start Task input
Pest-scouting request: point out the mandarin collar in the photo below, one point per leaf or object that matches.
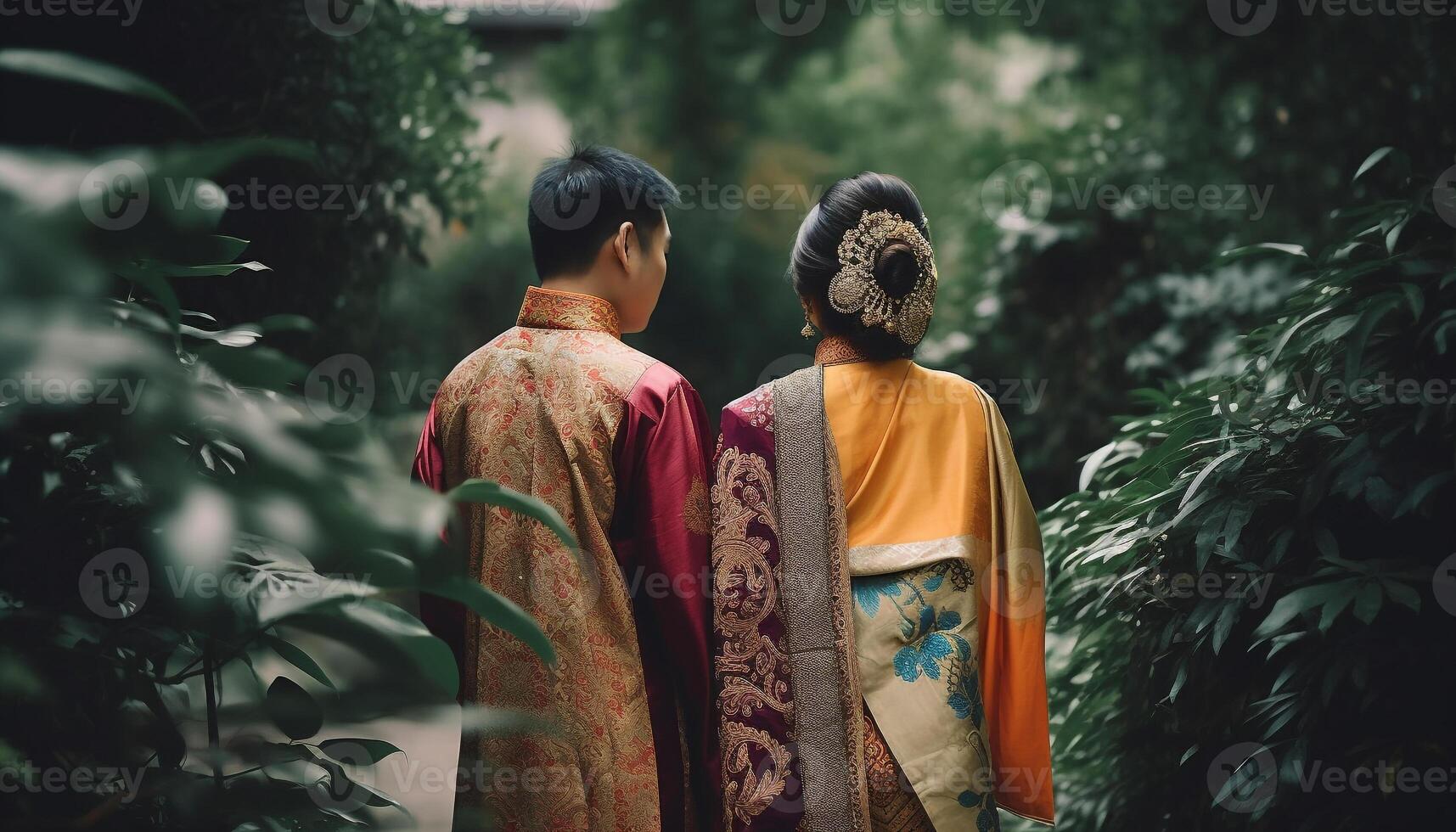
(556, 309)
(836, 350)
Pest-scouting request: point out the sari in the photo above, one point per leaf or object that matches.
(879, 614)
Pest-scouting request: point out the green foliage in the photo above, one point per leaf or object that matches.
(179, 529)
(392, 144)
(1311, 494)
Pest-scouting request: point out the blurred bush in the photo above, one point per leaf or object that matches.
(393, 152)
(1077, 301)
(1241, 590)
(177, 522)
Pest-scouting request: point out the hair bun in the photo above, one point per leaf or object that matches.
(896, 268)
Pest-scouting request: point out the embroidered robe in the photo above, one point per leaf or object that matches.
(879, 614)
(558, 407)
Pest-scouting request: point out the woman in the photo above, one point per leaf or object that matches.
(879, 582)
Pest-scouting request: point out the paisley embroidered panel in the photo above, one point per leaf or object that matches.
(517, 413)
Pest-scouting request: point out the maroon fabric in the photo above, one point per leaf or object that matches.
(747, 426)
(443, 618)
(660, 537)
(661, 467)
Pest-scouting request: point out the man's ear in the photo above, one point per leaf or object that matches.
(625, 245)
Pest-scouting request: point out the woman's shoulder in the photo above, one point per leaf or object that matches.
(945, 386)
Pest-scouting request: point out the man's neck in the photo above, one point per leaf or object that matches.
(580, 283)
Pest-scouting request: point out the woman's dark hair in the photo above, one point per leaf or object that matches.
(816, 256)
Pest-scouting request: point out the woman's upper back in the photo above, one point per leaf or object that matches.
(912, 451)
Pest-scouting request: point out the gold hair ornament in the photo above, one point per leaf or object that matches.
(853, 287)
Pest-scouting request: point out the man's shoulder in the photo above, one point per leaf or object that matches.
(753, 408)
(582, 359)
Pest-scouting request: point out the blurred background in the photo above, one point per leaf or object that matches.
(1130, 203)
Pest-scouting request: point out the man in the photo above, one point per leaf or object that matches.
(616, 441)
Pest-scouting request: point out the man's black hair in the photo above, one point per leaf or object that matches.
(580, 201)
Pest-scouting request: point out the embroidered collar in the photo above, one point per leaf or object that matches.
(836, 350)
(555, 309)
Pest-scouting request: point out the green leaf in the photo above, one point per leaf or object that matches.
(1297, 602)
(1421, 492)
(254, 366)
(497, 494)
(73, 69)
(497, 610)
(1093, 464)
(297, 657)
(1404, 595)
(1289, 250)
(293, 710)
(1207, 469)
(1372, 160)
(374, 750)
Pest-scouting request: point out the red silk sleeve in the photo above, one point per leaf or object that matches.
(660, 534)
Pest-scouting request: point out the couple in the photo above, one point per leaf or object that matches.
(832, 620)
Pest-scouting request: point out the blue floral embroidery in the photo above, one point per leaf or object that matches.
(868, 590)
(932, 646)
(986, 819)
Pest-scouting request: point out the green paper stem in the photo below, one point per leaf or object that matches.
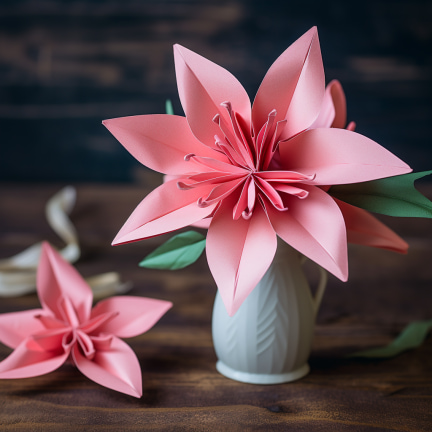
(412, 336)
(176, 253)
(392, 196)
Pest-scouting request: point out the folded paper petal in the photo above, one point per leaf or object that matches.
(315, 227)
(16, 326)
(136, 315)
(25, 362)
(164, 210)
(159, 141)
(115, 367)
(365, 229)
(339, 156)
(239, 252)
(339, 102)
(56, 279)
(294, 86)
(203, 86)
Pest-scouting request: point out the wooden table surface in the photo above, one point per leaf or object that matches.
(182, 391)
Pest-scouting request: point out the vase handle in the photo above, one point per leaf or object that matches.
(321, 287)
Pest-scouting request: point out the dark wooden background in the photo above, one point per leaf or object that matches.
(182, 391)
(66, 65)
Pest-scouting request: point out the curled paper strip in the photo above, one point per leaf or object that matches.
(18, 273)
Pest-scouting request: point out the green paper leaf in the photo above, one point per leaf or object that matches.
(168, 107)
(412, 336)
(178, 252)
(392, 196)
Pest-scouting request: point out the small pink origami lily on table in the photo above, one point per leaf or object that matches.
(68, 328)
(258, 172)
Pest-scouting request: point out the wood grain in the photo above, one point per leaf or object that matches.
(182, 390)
end Task input
start Task input
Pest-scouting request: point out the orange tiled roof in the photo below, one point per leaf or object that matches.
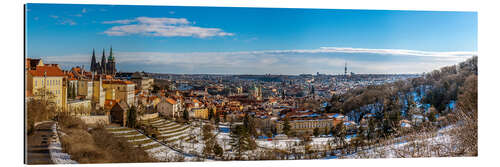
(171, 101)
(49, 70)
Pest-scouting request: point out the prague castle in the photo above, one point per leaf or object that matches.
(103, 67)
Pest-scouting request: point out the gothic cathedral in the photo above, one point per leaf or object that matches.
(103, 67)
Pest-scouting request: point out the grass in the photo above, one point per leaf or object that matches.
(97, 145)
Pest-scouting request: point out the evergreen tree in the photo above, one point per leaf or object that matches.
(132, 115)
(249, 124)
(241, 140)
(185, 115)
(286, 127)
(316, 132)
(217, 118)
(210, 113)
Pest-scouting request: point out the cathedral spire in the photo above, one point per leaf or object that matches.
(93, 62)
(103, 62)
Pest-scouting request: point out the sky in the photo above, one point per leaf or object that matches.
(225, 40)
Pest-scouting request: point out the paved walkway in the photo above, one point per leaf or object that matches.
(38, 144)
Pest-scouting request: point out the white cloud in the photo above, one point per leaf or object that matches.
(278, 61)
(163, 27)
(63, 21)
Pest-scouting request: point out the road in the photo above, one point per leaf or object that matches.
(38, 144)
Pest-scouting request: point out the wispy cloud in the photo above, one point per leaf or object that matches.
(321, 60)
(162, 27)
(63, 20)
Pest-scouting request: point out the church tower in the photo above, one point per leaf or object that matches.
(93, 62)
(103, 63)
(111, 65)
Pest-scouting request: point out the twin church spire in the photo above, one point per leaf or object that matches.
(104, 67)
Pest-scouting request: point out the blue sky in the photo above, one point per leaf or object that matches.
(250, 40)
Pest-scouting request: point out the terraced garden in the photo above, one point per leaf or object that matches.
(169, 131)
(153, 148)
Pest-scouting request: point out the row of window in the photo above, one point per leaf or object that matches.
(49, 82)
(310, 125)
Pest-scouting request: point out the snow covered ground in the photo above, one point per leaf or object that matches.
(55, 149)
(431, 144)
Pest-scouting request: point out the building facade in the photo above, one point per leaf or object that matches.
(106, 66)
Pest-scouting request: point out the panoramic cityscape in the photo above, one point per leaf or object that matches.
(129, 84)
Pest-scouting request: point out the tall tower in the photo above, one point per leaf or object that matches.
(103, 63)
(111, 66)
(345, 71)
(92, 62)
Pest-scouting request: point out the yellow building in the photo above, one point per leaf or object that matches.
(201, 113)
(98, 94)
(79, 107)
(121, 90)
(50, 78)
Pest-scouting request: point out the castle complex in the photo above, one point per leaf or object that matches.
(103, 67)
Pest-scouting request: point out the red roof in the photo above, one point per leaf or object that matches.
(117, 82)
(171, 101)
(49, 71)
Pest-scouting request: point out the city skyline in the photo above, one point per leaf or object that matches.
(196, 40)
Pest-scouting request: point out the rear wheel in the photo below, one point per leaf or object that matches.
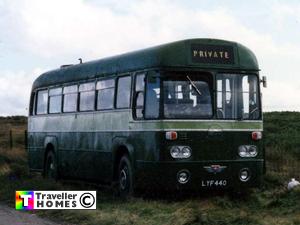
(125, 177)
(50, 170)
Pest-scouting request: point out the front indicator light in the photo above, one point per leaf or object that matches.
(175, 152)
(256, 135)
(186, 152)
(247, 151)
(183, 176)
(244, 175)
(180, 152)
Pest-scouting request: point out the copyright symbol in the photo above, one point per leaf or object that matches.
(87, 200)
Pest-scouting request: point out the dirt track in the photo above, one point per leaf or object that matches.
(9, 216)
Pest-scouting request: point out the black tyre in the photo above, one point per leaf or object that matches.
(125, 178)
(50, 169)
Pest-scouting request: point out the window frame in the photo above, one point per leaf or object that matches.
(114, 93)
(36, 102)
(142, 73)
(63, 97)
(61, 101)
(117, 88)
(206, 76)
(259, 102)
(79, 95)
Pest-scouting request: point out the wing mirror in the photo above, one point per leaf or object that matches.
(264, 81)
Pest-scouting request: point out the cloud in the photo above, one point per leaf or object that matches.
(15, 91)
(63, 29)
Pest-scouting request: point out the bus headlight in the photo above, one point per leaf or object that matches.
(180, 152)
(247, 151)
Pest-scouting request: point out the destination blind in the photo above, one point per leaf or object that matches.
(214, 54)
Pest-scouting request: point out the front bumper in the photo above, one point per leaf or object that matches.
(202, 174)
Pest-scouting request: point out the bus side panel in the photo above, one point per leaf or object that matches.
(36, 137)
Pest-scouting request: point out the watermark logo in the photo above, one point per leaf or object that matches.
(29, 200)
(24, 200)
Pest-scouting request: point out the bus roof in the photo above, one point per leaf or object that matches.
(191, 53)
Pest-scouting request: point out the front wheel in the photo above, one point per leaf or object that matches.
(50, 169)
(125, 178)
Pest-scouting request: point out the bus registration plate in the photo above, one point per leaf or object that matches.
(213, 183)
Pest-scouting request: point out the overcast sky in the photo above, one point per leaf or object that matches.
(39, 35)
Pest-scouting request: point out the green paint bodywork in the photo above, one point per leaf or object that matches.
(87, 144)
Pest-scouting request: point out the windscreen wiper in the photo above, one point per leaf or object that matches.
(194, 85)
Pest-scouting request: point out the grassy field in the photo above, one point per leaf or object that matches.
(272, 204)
end Task input
- _What the exercise asks_: Can you reproduce the stretch from the line containing "Pest-scouting request: point out the embroidered robe" through the line containing "(1130, 203)" with "photo" swapped for "image" and everything else unchanged? Return only those lines.

- _Response_:
Pest-scouting request: point out the embroidered robe in the image above, one point per leaf or object that matches.
(879, 614)
(558, 407)
Pest-scouting request: point out the woman in the image above, one point per leaf or object that matches.
(879, 582)
Pest-scouting request: point out the paisley embroidered panel in the image above, one point per leaf or object that matches.
(517, 413)
Pest-scouting request: point out the maroon fabric in the image above, one point per leaf or object that matches.
(747, 426)
(443, 618)
(660, 537)
(661, 467)
Pest-scouting request: point out the man's ear in the image above, one point per leaf or object that matches.
(625, 245)
Pest-scouting request: point out the woman's shoulder in the image above, one point per leaf or object that matches.
(945, 386)
Pest-scouting request: point out the man's neck in the image above, one point per leaf or object that matches.
(580, 283)
Pest-scouting request: point out the woman's dark hair in the image above, one point per leaf or object that matches.
(816, 256)
Pest-scouting request: point out the woman's upper back in the image above, one point per leaf or object that matches.
(912, 451)
Pest-scouting request: point out the gold hair ornament in the image above, one point per leaf or object that matches.
(853, 287)
Pest-scouting request: point out the man's shoulder in the image above, one point per leaf or object that matches.
(753, 408)
(582, 359)
Pest-scouting request: point out the blurred background in the image above, one point per leaf or object that matches.
(1130, 203)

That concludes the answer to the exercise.